___ 抜粋文 ___

ぬいぐるみの「テディちゃ」と養い親?「ネーさ」がナビする、新旧の様々な読書雑想と身辺記録です。

はたして、何処へ…?

2019-01-21 22:17:52 | ブックス
「こんにちわァ、テディちゃでッス!
 かんちゅうゥおみまいィ、もうしィあげまスゥ!」
「がるる!ぐるがるるる!」(←訳:虎です!大寒だもんね!)

 こんにちは、ネーさです。
 暦の上では“一年でいちばん寒~い”ことになっている寒中……
 今日もネーさ家のオリーブ油はガッチリ固形化しました。
 春はいつ来るのかなぁ~とカレンダーを眺めながらの
 本日の読書タイムは、こちらの新書を、どうぞ~♪

  


 
         ―― 消えたフェルメール ――



 著者は朽木ゆり子(くちき・ゆりこ)さん、2018年10月に発行されました。
 ええ~? またフェルメールさん関連の御本なの~?
 と食傷気味の方々もおられましょうが、
 この御本は、
 フェルメールさんの作品を分析・解説するアート評論ではなく、
 敢えていうなら……

 サスペンスフルなノンフィクション!

「さッ、さすぺんすゥ??」
「ぐるがるっ?」(←訳:実録犯罪っ?)

 『消えたフェルメール』なる題名を目にした時点で、
 アートマニアさんは、もしや、と思ったことでしょう。

 1990年3月。
 米国ボストンのガードナー美術館が強盗の被害に遭いました。

 展示室から強奪されたのは、
 美術館の創設者である
 イザベラ・スチュワート・ガードナーさんが収集した
 貴重な美術品十数点。

 フェルメールさんの『合奏』、
 レンブラントさんの『ガラリヤの海の嵐』『黒装束の婦人と紳士』、
 マネさんの『トルトニ亭にて』、
 エドガー・ドガさんの素描6点などでした。
 
 このニュースは瞬く間に世界中で報じられ、
 美術ファン諸氏を震撼させましたが、
 未だに解決していません。

「まだァ、ゆくえェしれずゥ~…!」
「がるる~!」(←訳:返して~!)

 美術品の盗難なんて珍しくもないさ――
 と、シニカルな見方をする向きもありましょう、
 しかし。

___ 抽出データ ___

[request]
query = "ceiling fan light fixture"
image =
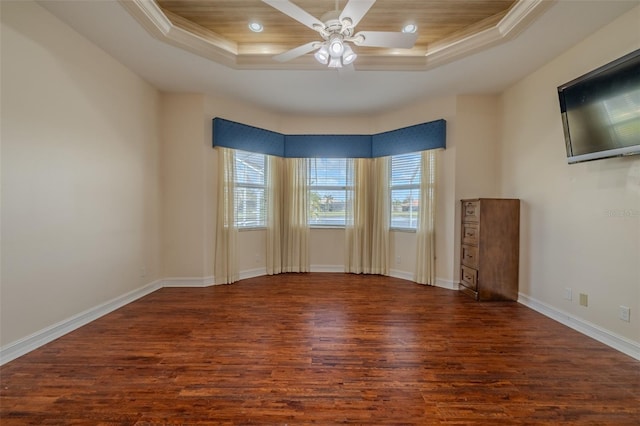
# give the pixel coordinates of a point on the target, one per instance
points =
(410, 28)
(349, 55)
(322, 55)
(256, 27)
(335, 62)
(336, 46)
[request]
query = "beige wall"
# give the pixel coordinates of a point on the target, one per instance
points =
(580, 222)
(185, 144)
(80, 174)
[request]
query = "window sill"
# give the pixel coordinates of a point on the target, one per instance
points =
(405, 230)
(252, 228)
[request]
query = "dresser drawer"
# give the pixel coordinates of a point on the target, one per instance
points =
(470, 233)
(469, 277)
(470, 256)
(471, 211)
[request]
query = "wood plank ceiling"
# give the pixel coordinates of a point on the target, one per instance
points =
(439, 22)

___

- **課題**
抜粋文のうち、「ええ~? またフェルメールさん関連の御本なの~?」で始まり「アートマニアさんは、もしや、と思ったことでしょう。」で終わる箇所を、一字一句違えずに再掲してください。 本件において一覧は使用いたしません。

- **出力結果**
ええ~? またフェルメールさん関連の御本なの~?
 と食傷気味の方々もおられましょうが、
 この御本は、
 フェルメールさんの作品を分析・解説するアート評論ではなく、
 敢えていうなら……

 サスペンスフルなノンフィクション!

「さッ、さすぺんすゥ??」
「ぐるがるっ?」(←訳:実録犯罪っ?)

 『消えたフェルメール』なる題名を目にした時点で、
 アートマニアさんは、もしや、と思ったことでしょう。